Task objective: Without changing a single character, copy every record below.
:: Study material
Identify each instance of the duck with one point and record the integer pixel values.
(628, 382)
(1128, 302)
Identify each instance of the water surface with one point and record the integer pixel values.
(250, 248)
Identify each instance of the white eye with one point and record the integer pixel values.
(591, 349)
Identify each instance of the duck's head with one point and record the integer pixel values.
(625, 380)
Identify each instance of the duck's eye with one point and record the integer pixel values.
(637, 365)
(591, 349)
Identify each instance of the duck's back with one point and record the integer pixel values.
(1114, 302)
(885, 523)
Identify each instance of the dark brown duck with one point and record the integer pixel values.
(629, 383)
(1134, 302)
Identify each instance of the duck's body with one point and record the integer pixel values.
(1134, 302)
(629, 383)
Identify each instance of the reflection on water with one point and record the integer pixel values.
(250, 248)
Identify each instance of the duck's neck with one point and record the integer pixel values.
::::
Written solution:
Identify each instance of the duck with one point and record the integer pixel values.
(628, 382)
(1128, 302)
Identify each instance of the water surface with one point and record the integer pixel values.
(250, 248)
Identify each instance of the white eye with one point and record the integer pixel values.
(591, 349)
Identify each instance of the duck's head with one point and record the integer pixel values.
(625, 380)
Identify each instance of the duck's eye with one point and record the integer pixel values.
(637, 365)
(591, 349)
Identify each instance of the duck's back with one point and record the integer pixel values.
(1114, 302)
(885, 523)
Identify each instance of the dark brown duck with one point and record the integer pixel values.
(629, 383)
(1134, 302)
Identify each instance of the duck's body with one point and record the integer pixel values.
(1134, 302)
(629, 383)
Identify each instance of the reflection on water with one point and record the integer pixel values.
(250, 248)
Identify each instance of the duck's neck with one point and record the integer pixel values.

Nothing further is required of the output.